Alıştırma görevleri =
(1) Okuma metninde "Günümüzün önemli bir" sözlerini içeren yerle başlayıp "Hazretleridir (Kuddise Sirruhû)." ile biten bölümü, "büyük oğlu" ifadesini "küçük oğlu" ile değiştirerek yeniden yazın.
(2) Okuma metnine göre İsmailağa Camiinin ihyasına vesile olan rüyayı kim görmüştür?
(3) İsmailağa Camii ile ilgili okuma metnini kaldığı yerden devam ettirin.

***** Okuma metni *****

İsmet Efendi Tekkesi ve İsmailağa Camii
Ali Haydar Ahıshavî Hazretleri (Kuddise Sirruhû), pek çok medrese ve kurumda vazife almışsalar da, kendilerinin ismi anıldığında Fatih Camii ile birlikte daha çok İsmet Efendi Tekkesi ve İsmailağa camii akla gelir. Osmanlı medeniyetinde irfânî yönden önemli tesiri olan İsmet Efendi tekkesinin son postnişini olması hasebiyle Ali Haydar Ahıshavî hazretleriyle (Kuddise Sirruhû) İsmet Efendi tekkesi arasında farklı bir manevi münasebet söz konusudur.
Günümüzün önemli bir irşâd merkezi olarak hâlen faaliyetteki İsmailağa Camiinin bu hüviyeti, caminin ihyası ve irşad merkezine dönüşmesi açısından Ali Haydar Efendi Hazretleriyle (Kuddise Sirruhû) direkt ilişkilidir. Zira caminin ihyasına vesile olan rüyayı gören Ali Haydar Efendi Hazretleri’nin (Kuddise Sirruhû) büyük oğlu Şerif ağabeydir ve bunun üzerine camiyi masrafların da önemli bir kısmını üstlenmek suretiyle tamir ettirerek hizmete açılmasına vesile olan da, silsile-i aliyemizin günümüzdeki son halkası Hacı Mahmud el-Ûfî Hazretlerimiz (Kuddise Sirruhû)’in bu camide vazifeye başlamasına vesile olan da Ali Haydar Ahıshavî Hazretleridir (Kuddise Sirruhû).

***** Toplanan veriler *****

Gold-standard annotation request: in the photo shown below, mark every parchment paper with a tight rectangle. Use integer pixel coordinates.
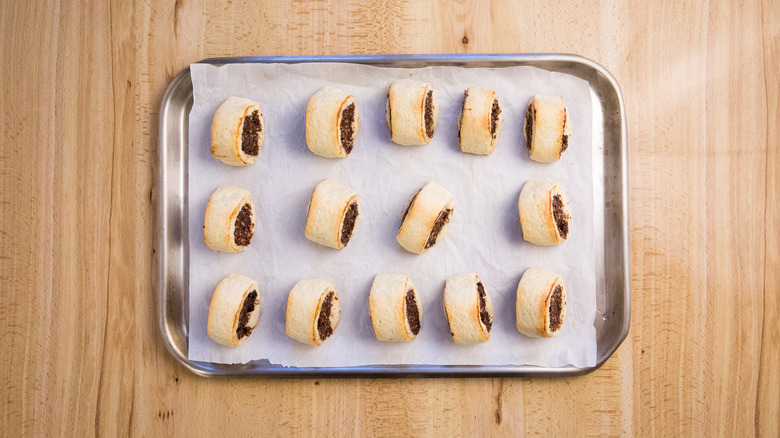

*****

Alıştırma cevapları =
(1)
Günümüzün önemli bir irşâd merkezi olarak hâlen faaliyetteki İsmailağa Camiinin bu hüviyeti, caminin ihyası ve irşad merkezine dönüşmesi açısından Ali Haydar Efendi Hazretleriyle (Kuddise Sirruhû) direkt ilişkilidir. Zira caminin ihyasına vesile olan rüyayı gören Ali Haydar Efendi Hazretleri’nin (Kuddise Sirruhû) küçük oğlu Şerif ağabeydir ve bunun üzerine camiyi masrafların da önemli bir kısmını üstlenmek suretiyle tamir ettirerek hizmete açılmasına vesile olan da, silsile-i aliyemizin günümüzdeki son halkası Hacı Mahmud el-Ûfî Hazretlerimiz (Kuddise Sirruhû)’in bu camide vazifeye başlamasına vesile olan da Ali Haydar Ahıshavî Hazretleridir (Kuddise Sirruhû).

(2) Ali Haydar Efendi Hazretleri'nin büyük oğlu Şerif ağabey.

(3)
Ali Haydar Efendi Babamız ve Hacı Mahmud Efendi Hazretlerimiz
Ali Haydar Efendi babamız ile Efendi hazretlerimizin (Kuddise Sirruhumâ) tanışmasına, Ali Rıza Bezzâz Hazretlerinin kerâmeti vesile olmuştur. İsmet Efendi Tekkesinde bulunan Ali Haydar Efendi babamız zuhuratta Ali Rıza Bezzâz Hazretleri’nin (Kuddise Sirruhû) işaretiyle Bandırma’da askerlik vazifesini yerine getirmekte olan Efendi Hazretlerimizi (Kuddise Sirruhû) arar ve bugünkü gibi adres ve sair bilgilerin kullanımı yaygın olmadığından bir zorluk söz konusu olur. Çocukluğundan beri evliyaya yüksek muhabbetle bağlı olan Efendi Hazretlerimizin, Ali Rıza Bezzâz hazretlerinin (Kuddise Sirruhumâ) kabrini ziyaret etmesi ve halifelerini sorması, Ali Haydar Efendi Babamız (Kuddise Sirruhû) hakkında bilgi almasını sağladı. Ve manevi işaretle başlayan münasebet, Bandırma’da bir Cuma namazı sonrası gerçekleşti.
Askerlik vazifesini tamamlayan Efendi Hazretlerimiz (Kuddise Sirruhû), İstanbul’a teşrif etmelerinin ardından aralıksız on sene boyunca Ali Haydar Efendi babamızın (Kuddise Sirruhû) derslerine devam ettiler. Ali Haydar Efendi babamızın (Kuddise Sirruhû) daimi talebelerini okuttuktan sonra Efendi hazretlerimizle (Kuddise Sirruhû) özel olarak ilgilendiği ve kendisini manevi vazifeye hazırlamaya yönelik feyiz ve bereket dolu bir eğitime tabi tuttuğu, irşad vazifesini Efendi hazretlerimize (Kuddise Sirruhû) tevcih ettikleri, ihvandan ve talebelerden o dönemin şahidi olan kimselerin şahitliğiyle sabittir.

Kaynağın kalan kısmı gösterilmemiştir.